- _TEXTAUSZUG_

________

1. Kannst Du den Bluescreen stehen lassen, wenn:
Systemeigenschaften/Erweitert/StartenWiederherstellen/Systemfehler/Neustart - disabled wird.
2. Sporadische Abstürze sind höchstwahrscheinlich Temperatur-Probleme oder Netzteil-Schwäche.
A - Temperatur unter Win überprüfen (zB MBM ) 
B - Dein Speicher wirds nicht sein, sag ich mal. der ist gut..
C - Wenn die Abstürze großteils bei 3D-Anwendungen/Spielen geschehen, dann bekommt die
GraKa nicht genug Strom.. Netzteil höher 350W sollten es schon sein..

mfg chmee


----------



## greynox (9. Februar 2005)

Hi und erst mal vielen dank chmee,
besonders für den Tip damit der Bluescreen stehen bleibt.
Also ich hab ein 450Watt Netzteil non BeQuiet sorry, das hab ich vergessen anzugebrn.
An der Temperatur kanns auch nicht liegen weil auf Volllast bzw im 3D betrieb wird die CPU nur 50°C Grad, im 2D nur 45°C das board bleibt so bei 23°C also das kanns auch nicht sein ich habe aber mitlerweile mal das glück gehabt einen Bluescreen etwas länger zu sehen und ich konnte was von Memory_Management lesen. Was könnte das bedeuten vieleicht hat das doch was mit dem Speicher oder sogar mit der Festplatte zutun oder aber auch was mit demSpeicher der Grafikkarte?. Ich werde nachdem ich das hier niedergeschriebn habe mal das mit dem Bluscreen anhalten machen. Danke Vielmals und bis später  .

Hochachtungsvoll
greynox


----------



## arrg (9. Februar 2005)

Überprprüfe mal dein RAM mit diesem Programm:

http://www.memtest86.com/

wirste denn ja sehn ob es am ram liegt!


----------



## Henselmania (10. Februar 2005)

Hallo, 

hatte auch mal das Problem bei mir lag es am Speicher der war nicht defekt sondern nur ein 
bisschen raus aus seiner Halterung. Versuch mal alle Hardware Geräte  fest zu drücken


----------



## greynox (13. Februar 2005)

Seit gegrüßt Leute,
sorry das ich jetzt erst antworte hatte zutun. Ich hab den Fehler glaubig gefunden wies aussieht ist Windows dran schuld gewesen. Habs neu Installiert, bis jetzt Läuft alles geschmeidig . Ich danke euch für eure Hilfe aber erst mal sehen obs auf dauer ist!

Hochachtungsvoll
greynox


----------



## greynox (21. Februar 2005)

*memtest86*

Seit gegrüßt Leute,
naja was soll ich sagen es war nur von kurzer dauer. Das Problem besteht weiterhin nur die häufigkeit ist jetzt geringer! Ich glaube ja das es der Speicher ist und darum will ich es jetzt mit dem von "arrg" vorgeschalgenen Programm probieren obs wirklich darn liegt, nur ich hab jetzt das Problem die Bootcd hin zu kriegen. Ich hab mir die boot.cab und memtest.img auf eine CD gebrannt aber er will nich Booten woran kann das liegen? Danke im voraus für jede Hilfe!

________

- _ROHDATEN_
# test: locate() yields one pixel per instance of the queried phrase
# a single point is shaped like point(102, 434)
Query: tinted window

________

- _AUFGABEN_
**a)** Übersetze den Satz „Sporadische Abstürze sind höchstwahrscheinlich Temperatur-Probleme oder Netzteil-Schwäche.“ aus dem Textauszug ins Englische.
**b)** Kopiere aus dem Textauszug wortgetreu die Passage von „C - Wenn die“ bis einschließlich „greynox (9. Februar 2005)“.

- _ERWARTETE ANTWORTEN_
**a)** Sporadic crashes are most likely temperature problems or power supply weakness.

**b)**
C - Wenn die Abstürze großteils bei 3D-Anwendungen/Spielen geschehen, dann bekommt die
GraKa nicht genug Strom.. Netzteil höher 350W sollten es schon sein..

mfg chmee


----------



## greynox (9. Februar 2005)